START DATA FOR ANALYSIS
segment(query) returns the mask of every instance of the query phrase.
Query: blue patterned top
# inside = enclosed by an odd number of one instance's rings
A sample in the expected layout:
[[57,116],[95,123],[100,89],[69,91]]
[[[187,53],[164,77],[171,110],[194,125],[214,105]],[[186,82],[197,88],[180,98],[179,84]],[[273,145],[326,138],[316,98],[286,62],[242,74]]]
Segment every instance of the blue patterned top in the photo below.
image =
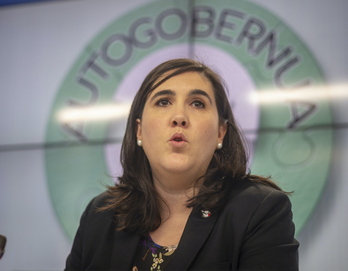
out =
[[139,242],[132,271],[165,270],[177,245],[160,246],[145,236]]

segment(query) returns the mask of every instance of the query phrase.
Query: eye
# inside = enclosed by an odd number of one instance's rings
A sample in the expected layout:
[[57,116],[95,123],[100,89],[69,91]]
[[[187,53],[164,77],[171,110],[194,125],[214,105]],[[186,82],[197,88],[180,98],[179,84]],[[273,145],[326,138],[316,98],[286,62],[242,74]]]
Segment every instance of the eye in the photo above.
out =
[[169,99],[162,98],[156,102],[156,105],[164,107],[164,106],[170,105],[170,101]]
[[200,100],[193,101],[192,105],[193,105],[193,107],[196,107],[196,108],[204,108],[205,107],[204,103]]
END DATA FOR ANALYSIS
START DATA FOR ANALYSIS
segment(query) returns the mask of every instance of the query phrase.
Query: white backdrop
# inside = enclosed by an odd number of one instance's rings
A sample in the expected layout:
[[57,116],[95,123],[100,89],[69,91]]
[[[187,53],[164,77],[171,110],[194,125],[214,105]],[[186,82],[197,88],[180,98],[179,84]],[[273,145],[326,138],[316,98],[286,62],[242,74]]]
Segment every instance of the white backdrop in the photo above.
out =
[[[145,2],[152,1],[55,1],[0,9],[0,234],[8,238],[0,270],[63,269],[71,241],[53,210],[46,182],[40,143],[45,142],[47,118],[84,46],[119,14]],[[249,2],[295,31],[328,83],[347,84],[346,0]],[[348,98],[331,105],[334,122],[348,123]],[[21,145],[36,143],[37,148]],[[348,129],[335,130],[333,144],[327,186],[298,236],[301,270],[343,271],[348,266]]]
END DATA FOR ANALYSIS
START DATA FOR ANALYSIS
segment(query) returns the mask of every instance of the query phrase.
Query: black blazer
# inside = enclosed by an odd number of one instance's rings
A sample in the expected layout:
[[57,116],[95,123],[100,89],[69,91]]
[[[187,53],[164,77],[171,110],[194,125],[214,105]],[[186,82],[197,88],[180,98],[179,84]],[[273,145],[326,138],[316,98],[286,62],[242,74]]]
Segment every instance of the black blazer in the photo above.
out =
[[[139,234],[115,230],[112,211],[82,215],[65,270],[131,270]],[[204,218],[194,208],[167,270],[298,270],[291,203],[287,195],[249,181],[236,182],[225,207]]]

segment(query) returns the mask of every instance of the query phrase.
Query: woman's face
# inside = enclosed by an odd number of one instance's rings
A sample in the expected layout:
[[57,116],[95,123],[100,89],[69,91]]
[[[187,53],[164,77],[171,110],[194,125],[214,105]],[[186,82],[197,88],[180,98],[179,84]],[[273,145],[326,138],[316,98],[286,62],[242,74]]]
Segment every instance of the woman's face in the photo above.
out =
END DATA FOR ANALYSIS
> **WHAT IS REQUIRED**
Report how many lines in this data include the string "blue", and nothing else.

> **TASK OUTPUT**
2